■ **TASK GOAL**
Reproduce all of the records below verbatim, omitting the pictures from your copy.

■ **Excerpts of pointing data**
__________________________________________________

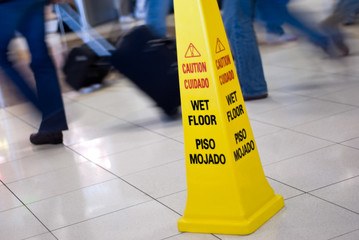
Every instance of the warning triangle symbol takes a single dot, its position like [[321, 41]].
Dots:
[[220, 47], [192, 52]]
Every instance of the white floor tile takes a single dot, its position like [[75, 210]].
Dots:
[[262, 129], [176, 201], [59, 182], [143, 157], [46, 236], [301, 113], [4, 114], [193, 236], [337, 128], [286, 144], [304, 217], [352, 143], [145, 221], [316, 169], [14, 130], [161, 181], [45, 160], [350, 236], [344, 194], [7, 199], [87, 203], [121, 171], [275, 100], [131, 137], [320, 86], [19, 223], [349, 96]]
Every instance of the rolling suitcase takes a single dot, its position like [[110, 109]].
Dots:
[[151, 64], [84, 68]]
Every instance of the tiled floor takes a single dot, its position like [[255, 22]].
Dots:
[[121, 173]]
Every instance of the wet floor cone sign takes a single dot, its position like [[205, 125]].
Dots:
[[228, 192]]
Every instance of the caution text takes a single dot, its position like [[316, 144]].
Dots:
[[235, 112], [194, 67], [207, 159], [245, 149]]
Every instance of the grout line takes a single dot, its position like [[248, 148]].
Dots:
[[29, 210]]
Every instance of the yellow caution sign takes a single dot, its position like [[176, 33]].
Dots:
[[228, 192]]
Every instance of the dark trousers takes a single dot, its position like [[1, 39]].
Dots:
[[27, 18]]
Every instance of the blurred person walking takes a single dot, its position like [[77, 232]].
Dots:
[[157, 11], [274, 31], [277, 11], [27, 17], [238, 22], [126, 10], [341, 12]]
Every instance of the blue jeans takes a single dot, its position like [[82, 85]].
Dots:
[[27, 18], [237, 19], [157, 11], [276, 13]]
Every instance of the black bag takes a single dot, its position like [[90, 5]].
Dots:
[[83, 68], [151, 64]]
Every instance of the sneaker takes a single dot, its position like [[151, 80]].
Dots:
[[277, 38], [46, 138]]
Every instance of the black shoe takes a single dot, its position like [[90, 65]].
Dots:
[[255, 97], [46, 138]]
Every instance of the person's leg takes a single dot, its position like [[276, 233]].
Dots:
[[237, 18], [10, 15], [48, 90], [157, 11]]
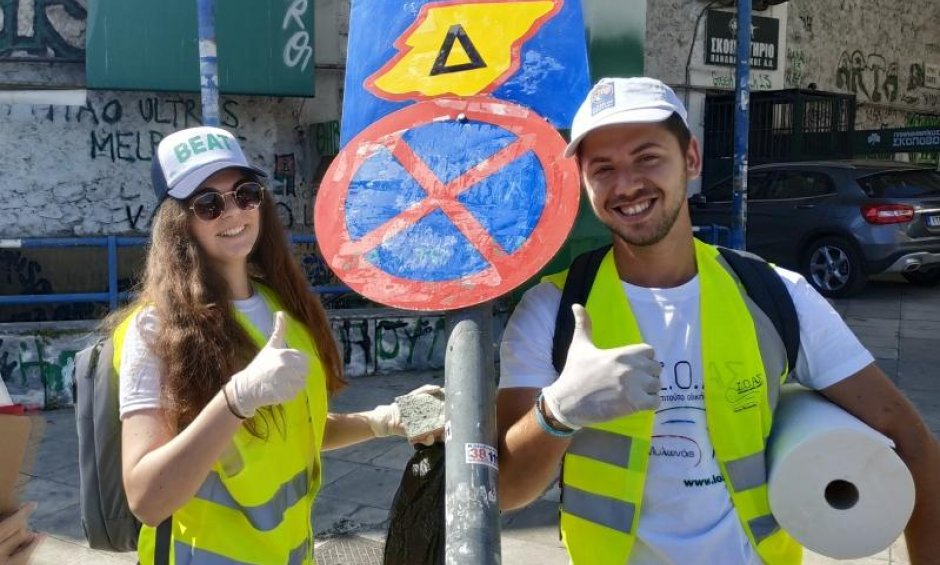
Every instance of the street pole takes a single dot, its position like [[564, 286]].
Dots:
[[742, 96], [208, 62], [471, 503]]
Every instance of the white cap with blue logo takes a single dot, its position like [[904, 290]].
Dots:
[[615, 101], [186, 158]]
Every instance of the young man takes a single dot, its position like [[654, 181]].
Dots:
[[663, 452]]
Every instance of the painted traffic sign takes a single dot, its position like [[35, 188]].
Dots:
[[447, 203], [531, 52]]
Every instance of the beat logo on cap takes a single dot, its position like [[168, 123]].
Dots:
[[202, 143], [602, 97], [185, 159]]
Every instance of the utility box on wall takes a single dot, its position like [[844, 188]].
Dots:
[[264, 48]]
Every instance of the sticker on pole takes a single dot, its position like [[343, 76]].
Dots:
[[446, 204], [481, 454]]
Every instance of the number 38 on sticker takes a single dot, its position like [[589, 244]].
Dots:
[[482, 454]]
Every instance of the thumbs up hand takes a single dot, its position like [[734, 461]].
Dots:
[[598, 385], [275, 375]]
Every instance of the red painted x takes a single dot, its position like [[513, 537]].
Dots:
[[444, 197]]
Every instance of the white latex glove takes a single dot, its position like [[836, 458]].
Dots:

__________________________________________________

■ **TASK RESULT**
Every instance of the warning triangle symbol takes a single dot, its position like [[321, 41]].
Dots:
[[220, 47], [192, 52]]
Every instance of the white floor tile takes a single dot, its position like [[75, 210]].
Dots:
[[262, 129], [176, 201], [59, 182], [143, 157], [46, 236], [301, 113], [4, 114], [193, 236], [337, 128], [286, 144], [304, 217], [352, 143], [145, 221], [316, 169], [14, 130], [161, 181], [45, 160], [350, 236], [344, 194], [7, 199], [87, 203], [121, 171], [275, 100], [131, 137], [320, 86], [19, 223], [349, 96]]
Every instance of the rolling suitcase takes a single dot, its position like [[110, 109]].
Dots:
[[151, 64], [84, 68]]
Every instance of the tiled floor takes a single dot, its position like [[255, 22]].
Dots:
[[121, 173]]
Every instance of the wet floor cone sign takes a single dot, its position like [[205, 125]].
Dots:
[[228, 192]]
Every instance of the caution text takes a single dot, its position like [[316, 144]].
Dots:
[[235, 112], [194, 67], [207, 159], [245, 149]]
Every instance of the grout line takes a single dot, its position like [[248, 148]].
Dots:
[[29, 210]]
Every instance of the yellow caution sign takes a single dot, its position like [[176, 33]].
Dots:
[[228, 192]]
Every instance of the dark trousers takes a single dot, its position like [[1, 39]].
Dots:
[[27, 18]]
Every instance of the blurred person walking takes a single dot, its position like [[77, 232]].
Dots:
[[157, 11], [274, 31], [277, 11], [27, 17], [238, 22], [126, 10], [341, 12]]
Every instance of the blue jeans takes a single dot, its position like [[82, 85]].
Dots:
[[27, 18], [237, 19], [157, 11], [276, 13]]
Every instance of the black bag takes a single dot, its position like [[90, 5]].
Dots:
[[83, 68], [151, 64]]
Every instance of the sneaker takes a single dot, its position like [[151, 80]].
Dots:
[[277, 38], [46, 138]]
Every instance of the black shoe takes a single dot, its position like [[90, 65]].
Dots:
[[255, 97], [46, 138]]
Every instance of the person's leg takes a single dot, its position like [[276, 233]].
Dots:
[[237, 18], [10, 15], [48, 90], [157, 11]]
Every instance of the street pole takes a single dot, its position like [[564, 286]].
Dots:
[[742, 96], [208, 62], [471, 503]]
Every instance of the white cap with blue logo takes a single dot, its position like [[904, 290]].
Dots:
[[615, 101], [186, 158]]
Every instance of the young man takes a single dot, its position like [[654, 181]].
Dots:
[[663, 452]]
Every instance of the painted traffic sign takes a single dot, its position like [[35, 188]].
Dots:
[[447, 203], [531, 52]]
Every instance of the beat logo on cap takes a single dot, its position like [[168, 123]].
Dots:
[[202, 143], [602, 97], [185, 159]]
Every instance of the utility box on wall takes a single dot, its position like [[844, 188]].
Dots:
[[264, 48]]
Every instance of the sticker on pole takes a single dot, its position like [[343, 76]].
Dots:
[[446, 204], [481, 454]]
Every instance of the number 38 on sticker takes a single dot, its position like [[589, 244]].
Dots:
[[482, 454]]
Every instance of the thumbs up hand takes a single dot, its position like [[734, 461]].
Dots:
[[598, 385], [275, 375]]
Every instance of the red painted x takes a single dot, its position like [[513, 537]].
Dots:
[[444, 197]]
Every instance of the white latex glove takes a single dot, its position like [[836, 458]].
Dots:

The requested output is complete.